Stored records
___
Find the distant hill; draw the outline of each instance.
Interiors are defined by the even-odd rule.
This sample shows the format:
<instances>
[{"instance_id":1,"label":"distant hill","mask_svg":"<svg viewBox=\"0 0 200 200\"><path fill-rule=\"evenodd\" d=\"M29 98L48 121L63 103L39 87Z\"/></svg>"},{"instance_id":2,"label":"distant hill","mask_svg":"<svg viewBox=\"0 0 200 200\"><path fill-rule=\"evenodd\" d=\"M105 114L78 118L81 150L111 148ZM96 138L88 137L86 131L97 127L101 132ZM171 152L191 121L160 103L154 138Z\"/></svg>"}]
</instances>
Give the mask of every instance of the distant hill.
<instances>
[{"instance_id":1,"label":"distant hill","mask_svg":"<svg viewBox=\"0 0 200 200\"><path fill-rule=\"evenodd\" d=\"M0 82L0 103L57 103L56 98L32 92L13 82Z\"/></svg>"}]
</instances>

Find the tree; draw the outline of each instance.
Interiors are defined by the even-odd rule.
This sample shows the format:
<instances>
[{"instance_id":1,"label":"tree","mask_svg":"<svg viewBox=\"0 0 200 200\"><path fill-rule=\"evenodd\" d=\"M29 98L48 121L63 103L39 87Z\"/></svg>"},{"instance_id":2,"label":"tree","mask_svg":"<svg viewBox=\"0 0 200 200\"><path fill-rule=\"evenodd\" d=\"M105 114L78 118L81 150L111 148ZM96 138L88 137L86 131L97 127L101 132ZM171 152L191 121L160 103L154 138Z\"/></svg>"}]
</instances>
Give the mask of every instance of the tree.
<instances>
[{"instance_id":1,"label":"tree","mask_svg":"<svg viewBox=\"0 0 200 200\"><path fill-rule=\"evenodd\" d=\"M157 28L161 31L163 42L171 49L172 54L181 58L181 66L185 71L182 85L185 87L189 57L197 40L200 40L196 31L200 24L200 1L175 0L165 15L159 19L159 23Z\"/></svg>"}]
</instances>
___
Directions: Extract the lines above and reproduce each one exactly, leaving nothing out.

The response:
Find the distant hill; draw the outline of each instance.
Interiors are defined by the even-odd rule.
This sample shows the format:
<instances>
[{"instance_id":1,"label":"distant hill","mask_svg":"<svg viewBox=\"0 0 200 200\"><path fill-rule=\"evenodd\" d=\"M29 98L48 121L63 103L39 87Z\"/></svg>"},{"instance_id":2,"label":"distant hill","mask_svg":"<svg viewBox=\"0 0 200 200\"><path fill-rule=\"evenodd\" d=\"M105 114L78 118L81 150L111 148ZM96 138L88 137L86 131L97 127L101 132ZM171 152L191 121L160 103L154 138Z\"/></svg>"}]
</instances>
Give the mask of every instance of the distant hill.
<instances>
[{"instance_id":1,"label":"distant hill","mask_svg":"<svg viewBox=\"0 0 200 200\"><path fill-rule=\"evenodd\" d=\"M0 82L0 103L57 103L56 98L32 92L13 82Z\"/></svg>"}]
</instances>

Find the tree; draw the outline of each instance.
Interiors are defined by the even-odd rule.
This sample shows the format:
<instances>
[{"instance_id":1,"label":"tree","mask_svg":"<svg viewBox=\"0 0 200 200\"><path fill-rule=\"evenodd\" d=\"M29 98L48 121L63 103L39 87Z\"/></svg>"},{"instance_id":2,"label":"tree","mask_svg":"<svg viewBox=\"0 0 200 200\"><path fill-rule=\"evenodd\" d=\"M105 114L78 118L81 150L111 148ZM96 138L88 137L86 131L97 127L101 132ZM171 152L191 121L160 103L154 138Z\"/></svg>"}]
</instances>
Give the mask of every instance of the tree.
<instances>
[{"instance_id":1,"label":"tree","mask_svg":"<svg viewBox=\"0 0 200 200\"><path fill-rule=\"evenodd\" d=\"M157 28L161 31L163 42L171 49L172 54L181 58L181 66L185 71L182 85L185 87L189 57L197 40L200 40L196 31L200 24L200 1L175 0L165 15L159 19L159 23Z\"/></svg>"}]
</instances>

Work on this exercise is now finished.